═════ SUPPLIED DATA

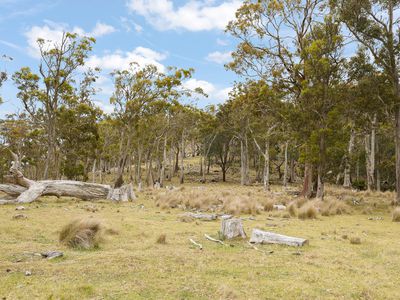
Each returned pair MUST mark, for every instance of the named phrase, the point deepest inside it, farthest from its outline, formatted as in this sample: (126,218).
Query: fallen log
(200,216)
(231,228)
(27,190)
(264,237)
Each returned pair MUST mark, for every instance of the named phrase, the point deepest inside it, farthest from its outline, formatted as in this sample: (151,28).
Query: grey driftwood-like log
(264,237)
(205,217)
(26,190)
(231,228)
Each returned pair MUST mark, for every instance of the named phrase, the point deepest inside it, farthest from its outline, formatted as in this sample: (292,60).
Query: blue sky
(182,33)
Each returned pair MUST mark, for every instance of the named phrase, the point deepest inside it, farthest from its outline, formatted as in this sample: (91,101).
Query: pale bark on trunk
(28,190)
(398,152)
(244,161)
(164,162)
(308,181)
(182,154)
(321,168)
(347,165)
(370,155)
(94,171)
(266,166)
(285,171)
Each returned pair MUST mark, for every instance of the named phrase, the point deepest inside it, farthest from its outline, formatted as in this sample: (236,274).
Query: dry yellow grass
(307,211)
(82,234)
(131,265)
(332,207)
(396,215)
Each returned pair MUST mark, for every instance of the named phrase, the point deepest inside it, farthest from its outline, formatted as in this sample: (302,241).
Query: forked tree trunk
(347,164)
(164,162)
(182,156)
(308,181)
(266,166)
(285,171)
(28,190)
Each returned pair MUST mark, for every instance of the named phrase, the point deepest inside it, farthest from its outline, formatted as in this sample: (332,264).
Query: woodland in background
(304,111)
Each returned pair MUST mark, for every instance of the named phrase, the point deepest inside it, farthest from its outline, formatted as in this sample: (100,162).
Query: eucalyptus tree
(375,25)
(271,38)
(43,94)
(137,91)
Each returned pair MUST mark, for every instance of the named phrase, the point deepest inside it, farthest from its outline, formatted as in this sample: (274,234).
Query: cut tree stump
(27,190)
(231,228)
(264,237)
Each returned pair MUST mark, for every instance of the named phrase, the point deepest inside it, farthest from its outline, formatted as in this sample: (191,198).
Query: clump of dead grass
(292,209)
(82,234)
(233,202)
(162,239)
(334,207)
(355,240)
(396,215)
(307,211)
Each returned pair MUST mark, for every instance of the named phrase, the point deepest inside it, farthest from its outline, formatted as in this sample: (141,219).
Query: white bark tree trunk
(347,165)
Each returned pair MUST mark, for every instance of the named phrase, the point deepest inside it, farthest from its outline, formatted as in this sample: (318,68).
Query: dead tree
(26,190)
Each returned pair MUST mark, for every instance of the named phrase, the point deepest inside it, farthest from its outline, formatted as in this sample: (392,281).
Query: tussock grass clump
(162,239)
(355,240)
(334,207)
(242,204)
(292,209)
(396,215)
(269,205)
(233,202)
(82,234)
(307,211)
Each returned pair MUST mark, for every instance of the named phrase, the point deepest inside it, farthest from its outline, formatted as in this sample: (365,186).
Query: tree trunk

══════════

Print exactly the lines above, between the one holding "Query: grey driftwood-like log" and the one holding "this sample: (191,198).", inclusive, and nothing besides.

REPLY -
Query: grey driftwood-like log
(264,237)
(205,217)
(26,190)
(231,228)
Each returned pair MUST mark, for every instance of the named phrase, the point deepest inside it, farthest from its outline, formatted as in this sample: (292,60).
Query: blue sky
(182,33)
Each returned pair MUST mark, for every instance of the named phrase, the point deepest inside it, farthest from its outline, formatted as in this sample: (91,101).
Query: pale bark on trunk
(28,190)
(398,152)
(244,161)
(164,162)
(308,181)
(182,154)
(321,168)
(347,165)
(370,155)
(94,171)
(266,166)
(285,171)
Each returned pair MUST mark, for every instance of the named phrase, the point deepest inside it, farthest from its outline, formatted as in this sample: (236,274).
Query: dry yellow grass
(307,211)
(82,234)
(131,265)
(332,207)
(396,215)
Each returned pair MUST mark, for every instance of the named phrase, the point deepest inside it, farthest from its outline, formatted as in this sample: (302,241).
Query: forked tree trunk
(347,164)
(164,162)
(182,156)
(308,181)
(266,166)
(285,171)
(28,190)
Each returned pair MUST mark, for every instance of the named phrase, the point deepest inside it, farthest from its outline, formatted as in this sample: (332,264).
Query: woodland in background
(304,111)
Each returned pair MUST mark, for every instance of the named phrase, the point deepest inside it, farthest from its outline, formatted as in this sample: (100,162).
Query: eucalyptus tree
(375,25)
(271,38)
(43,94)
(137,91)
Each returned pair MUST mark, for every instance of the named phrase, the point deepest inside it, farthest from its outline, formatted as in this sample: (274,234).
Query: cut tree stump
(27,190)
(231,228)
(264,237)
Each returned pair MUST mark, for every instance of the named phrase, the point deepest inside it, farthest from its outline, formatted as in this sample: (191,198).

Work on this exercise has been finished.